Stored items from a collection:
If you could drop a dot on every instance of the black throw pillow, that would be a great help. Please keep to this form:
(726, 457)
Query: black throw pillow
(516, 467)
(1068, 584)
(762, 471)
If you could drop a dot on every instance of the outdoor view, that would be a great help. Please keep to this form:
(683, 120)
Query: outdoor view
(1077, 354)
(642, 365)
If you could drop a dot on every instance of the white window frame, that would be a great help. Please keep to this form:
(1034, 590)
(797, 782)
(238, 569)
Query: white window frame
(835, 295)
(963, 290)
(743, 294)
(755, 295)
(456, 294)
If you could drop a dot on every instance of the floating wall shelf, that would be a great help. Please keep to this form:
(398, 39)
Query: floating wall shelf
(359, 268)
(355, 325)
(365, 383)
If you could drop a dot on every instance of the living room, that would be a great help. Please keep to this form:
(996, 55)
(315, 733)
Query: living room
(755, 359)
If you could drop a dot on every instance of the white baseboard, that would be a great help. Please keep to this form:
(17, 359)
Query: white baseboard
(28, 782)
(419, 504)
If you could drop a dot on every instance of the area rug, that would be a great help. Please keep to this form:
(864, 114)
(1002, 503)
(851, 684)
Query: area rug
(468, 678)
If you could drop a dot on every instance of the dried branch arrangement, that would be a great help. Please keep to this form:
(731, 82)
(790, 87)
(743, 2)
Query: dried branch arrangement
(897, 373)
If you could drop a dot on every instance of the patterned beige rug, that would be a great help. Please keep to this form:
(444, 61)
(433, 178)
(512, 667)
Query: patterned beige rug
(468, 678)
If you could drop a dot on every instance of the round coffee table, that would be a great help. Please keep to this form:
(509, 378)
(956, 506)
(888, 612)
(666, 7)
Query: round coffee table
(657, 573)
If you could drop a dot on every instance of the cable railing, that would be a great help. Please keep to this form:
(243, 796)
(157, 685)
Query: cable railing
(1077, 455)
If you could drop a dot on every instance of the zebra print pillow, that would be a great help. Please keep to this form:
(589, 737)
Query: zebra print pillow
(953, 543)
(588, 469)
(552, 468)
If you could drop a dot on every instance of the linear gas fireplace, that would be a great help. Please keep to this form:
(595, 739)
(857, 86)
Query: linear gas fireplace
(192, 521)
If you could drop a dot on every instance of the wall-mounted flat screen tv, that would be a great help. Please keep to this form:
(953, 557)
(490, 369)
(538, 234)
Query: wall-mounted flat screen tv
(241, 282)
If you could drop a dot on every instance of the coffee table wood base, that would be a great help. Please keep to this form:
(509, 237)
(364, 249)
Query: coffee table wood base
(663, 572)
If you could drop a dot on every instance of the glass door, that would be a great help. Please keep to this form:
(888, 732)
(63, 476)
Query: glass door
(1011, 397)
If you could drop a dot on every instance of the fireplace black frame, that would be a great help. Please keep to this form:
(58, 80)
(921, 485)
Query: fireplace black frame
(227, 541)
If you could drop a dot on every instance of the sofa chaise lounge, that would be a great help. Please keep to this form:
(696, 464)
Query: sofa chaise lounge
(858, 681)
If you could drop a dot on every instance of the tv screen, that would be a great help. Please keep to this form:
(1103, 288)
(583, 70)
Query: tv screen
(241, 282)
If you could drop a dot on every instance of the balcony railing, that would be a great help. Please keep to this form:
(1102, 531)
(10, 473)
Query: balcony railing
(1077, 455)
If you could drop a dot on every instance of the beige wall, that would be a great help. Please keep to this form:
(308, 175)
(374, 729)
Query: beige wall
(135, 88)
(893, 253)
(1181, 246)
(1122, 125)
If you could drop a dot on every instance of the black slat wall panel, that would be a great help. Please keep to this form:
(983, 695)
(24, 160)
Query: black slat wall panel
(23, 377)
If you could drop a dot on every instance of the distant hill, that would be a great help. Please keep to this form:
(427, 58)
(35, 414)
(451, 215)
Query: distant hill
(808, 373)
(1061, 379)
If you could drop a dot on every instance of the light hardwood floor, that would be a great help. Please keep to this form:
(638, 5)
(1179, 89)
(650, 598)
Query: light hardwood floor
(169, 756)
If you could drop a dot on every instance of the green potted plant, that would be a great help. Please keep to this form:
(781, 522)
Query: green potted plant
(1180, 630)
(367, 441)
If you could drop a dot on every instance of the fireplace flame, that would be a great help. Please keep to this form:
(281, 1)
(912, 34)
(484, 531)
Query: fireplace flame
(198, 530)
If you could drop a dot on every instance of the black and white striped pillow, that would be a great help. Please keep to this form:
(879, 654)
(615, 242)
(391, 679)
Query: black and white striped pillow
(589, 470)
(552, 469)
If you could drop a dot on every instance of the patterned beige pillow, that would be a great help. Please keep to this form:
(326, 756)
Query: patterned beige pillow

Exercise objective: What is needed is an exact copy of the entries from their first line down to the line with "beige rug, that", that line included, and nothing beyond it.

Completed task:
If you could drop a dot on every instance of the black throw pillow, that would be a great help. Please keep to this form:
(726, 457)
Query: black throw pillow
(516, 467)
(1068, 584)
(762, 471)
If you could drop a dot on every instance of the outdoor view, that would be a great help. Please keep to this form:
(683, 120)
Query: outdoor view
(1077, 354)
(642, 365)
If you could drop a dot on every instance of the white window frame, that would be a great help. Please keep to this form:
(1034, 590)
(797, 782)
(238, 569)
Query: white window frame
(835, 295)
(963, 290)
(743, 294)
(755, 295)
(456, 294)
If you could drop a dot on every instance of the floating wall shelf, that would be a great help. Please keep to this form:
(398, 39)
Query: floating wall shelf
(359, 268)
(355, 325)
(365, 383)
If you could drop a dot on every instance of the living room, that would be a great help. Please keep to this form:
(996, 55)
(315, 733)
Query: living room
(755, 359)
If you could drop a dot on every instance of the white baseboard, that would be a great help. Please keep to this form:
(17, 359)
Query: white baseboard
(28, 782)
(419, 504)
If you could drop a dot on every instance of the area rug, that would be a great help. Please keep to this form:
(864, 114)
(1002, 503)
(851, 684)
Query: area rug
(468, 678)
If you could drop a dot on every instance of the dried branch arrangement, that would be a great help. Please keep to this form:
(731, 82)
(790, 87)
(743, 2)
Query: dried branch arrangement
(897, 373)
If you could drop a dot on every instance of the patterned beige rug, that would be a great help. Please keep to this form:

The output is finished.